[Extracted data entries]
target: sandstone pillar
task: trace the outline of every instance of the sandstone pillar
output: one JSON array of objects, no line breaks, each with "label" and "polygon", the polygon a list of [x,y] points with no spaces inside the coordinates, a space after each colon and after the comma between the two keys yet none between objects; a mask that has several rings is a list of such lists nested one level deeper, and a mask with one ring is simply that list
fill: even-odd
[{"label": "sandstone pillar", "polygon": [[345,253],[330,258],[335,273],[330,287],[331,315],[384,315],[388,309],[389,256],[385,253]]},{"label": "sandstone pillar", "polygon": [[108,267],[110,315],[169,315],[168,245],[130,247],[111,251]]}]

**Task goal**:
Each line from the one holding "output: one JSON" to the end of the entries is to be written out exactly. Skip every line before it.

**Reply to the exercise**:
output: one JSON array of objects, no line breaks, each with "label" and "polygon", the polygon a list of [x,y] points with no spaces inside the coordinates, a space after each colon and after the comma between the two keys yet none between objects; a mask that has several rings is a list of such lists nested one level deeper, and a mask with one ring is simply that list
fill: even-odd
[{"label": "sandstone pillar", "polygon": [[345,253],[330,258],[335,273],[330,287],[331,315],[384,315],[388,309],[389,256],[385,253]]},{"label": "sandstone pillar", "polygon": [[108,267],[110,315],[169,315],[168,245],[130,247],[111,251]]}]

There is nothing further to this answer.